Work to complete: Extend the news report below on the latest UK unemployment figures, picking up right after its final sentence.

Excerpt:
——

The Government has said new unemployment figures painted a "positive picture" after the number of people claiming jobseeker's allowance fell to its lowest for more than four years and employment reached a record high.
But doubts over the UK's economic recovery remained after long-term and youth unemployment increased. Unions warned that a "toxic combination of part-time, minimum wage, zero-hours working" was spreading across the country, while business groups said unemployment remained "stubbornly high".
The so-called claimant count fell by 29,200 in July - the ninth consecutive monthly drop - to 1.4 million, the lowest since February 2009, while total unemployment, including those not eligible for benefit, fell by 4,000 in the quarter to June to 2.5 million.
Unemployment among 16 to 24-year-olds increased by 15,000 to reach 973,000, while the number of people out of work for more than two years rose by 10,000 to 474,000, the highest since 1997.
Other figures from the Office for National Statistics (ONS) showed that average weekly earnings, including bonuses, increased by 2.1% in the year to June, up by 0.3% on the previous month. It is the first time the rate has gone over 2% since 2011, but the ONS said it reflected unusually high bonus payments in April.
The number of people in work increased by 69,000 in the quarter to June to 29.78 million, the highest since records began in 1971 and 301,000 more than a year ago. The jobless rate remained at 7.8%, against the 7% figure given by new Bank of England governor Mark Carney as a possible trigger for changes in interest rates.
The ONS said the number of people aged 16 to 64 in employment has almost recovered to what it was at the start of the recession five years ago, but the employment rate has not recovered as much because of a 673,000 increase in the population of this age group. The employment rate for men is unchanged at 76% but has increased by 0.1% to 66.7% among women.

——

Information:
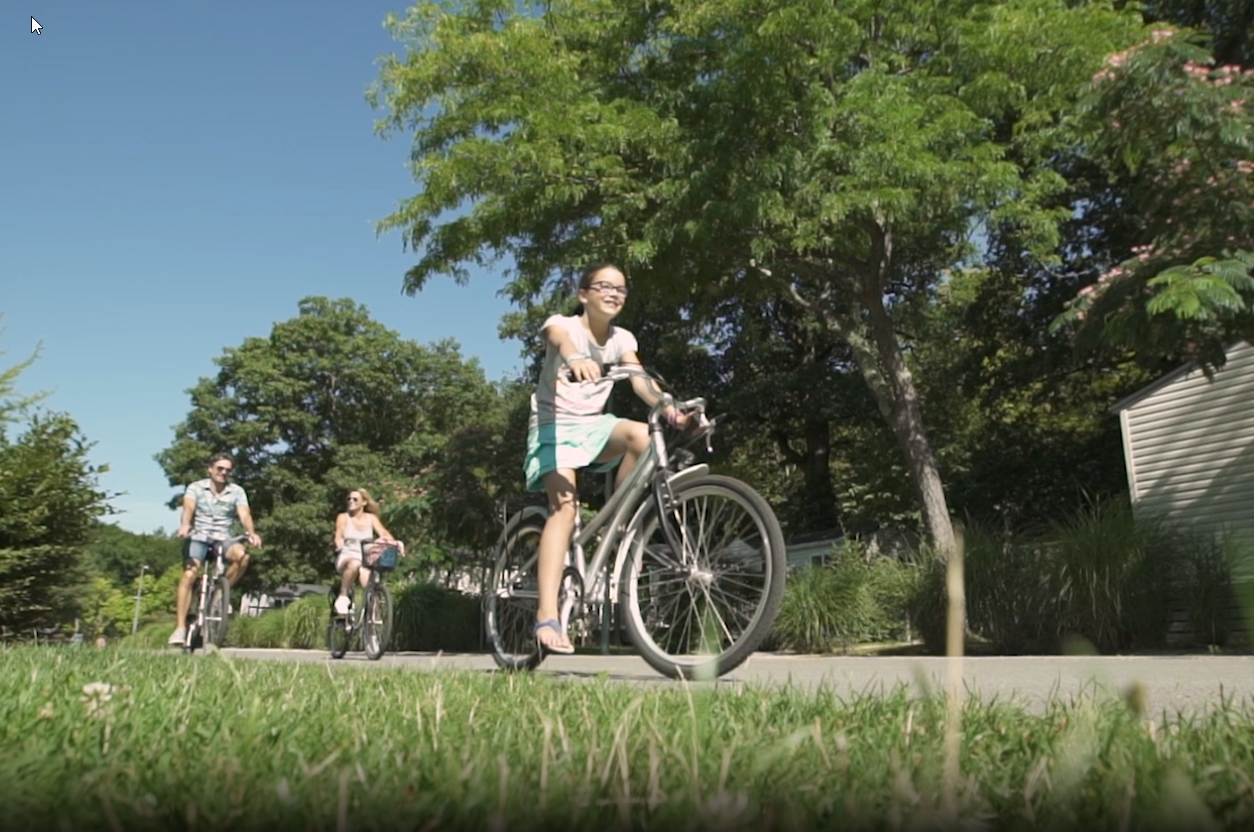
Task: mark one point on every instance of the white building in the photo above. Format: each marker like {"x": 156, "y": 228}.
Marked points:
{"x": 1189, "y": 447}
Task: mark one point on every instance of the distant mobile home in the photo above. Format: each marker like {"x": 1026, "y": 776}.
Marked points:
{"x": 1189, "y": 447}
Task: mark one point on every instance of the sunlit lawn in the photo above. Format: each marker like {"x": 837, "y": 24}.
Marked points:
{"x": 123, "y": 739}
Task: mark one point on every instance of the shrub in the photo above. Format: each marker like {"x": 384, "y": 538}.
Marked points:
{"x": 853, "y": 599}
{"x": 429, "y": 618}
{"x": 1095, "y": 574}
{"x": 1114, "y": 575}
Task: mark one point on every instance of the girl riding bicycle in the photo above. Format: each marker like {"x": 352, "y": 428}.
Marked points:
{"x": 568, "y": 428}
{"x": 354, "y": 530}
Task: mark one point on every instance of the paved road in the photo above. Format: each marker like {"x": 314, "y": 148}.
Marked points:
{"x": 1169, "y": 683}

——

Your response:
Employment minister Mark Hoban said: "With 29,000 fewer people claiming jobseeker's allowance compared to this time last month, and more people in work than ever before, today's figures paint a positive picture of the UK labour market. There are now more jobs available than at any time since the end of 2008, and more hours being worked than ever before - which shows that there are opportunities out there for people who want to work and get on in life."
Dave Prentis, general secretary of the Unison union, said: "Today's small drop in unemployment rates masks the damaging growth of under-employment plaguing the country and stifling economic recovery. A toxic combination of part-time, minimum wage, zero-hours working is spreading across the country, as decently paid, full-time opportunities become increasingly rare."
Shadow employment minister Stephen Timms said: "Any increase in employment is to be welcomed, but the real story of the labour market is a living standards crisis with falling real wages, and millions working harder for less. David Cameron says he's fixed the economy but for ordinary families things are getting harder not easier. Ministers just sound out of touch when they ignore the fact that the number of people who are working part-time because they cannot find a full-time job is at record levels."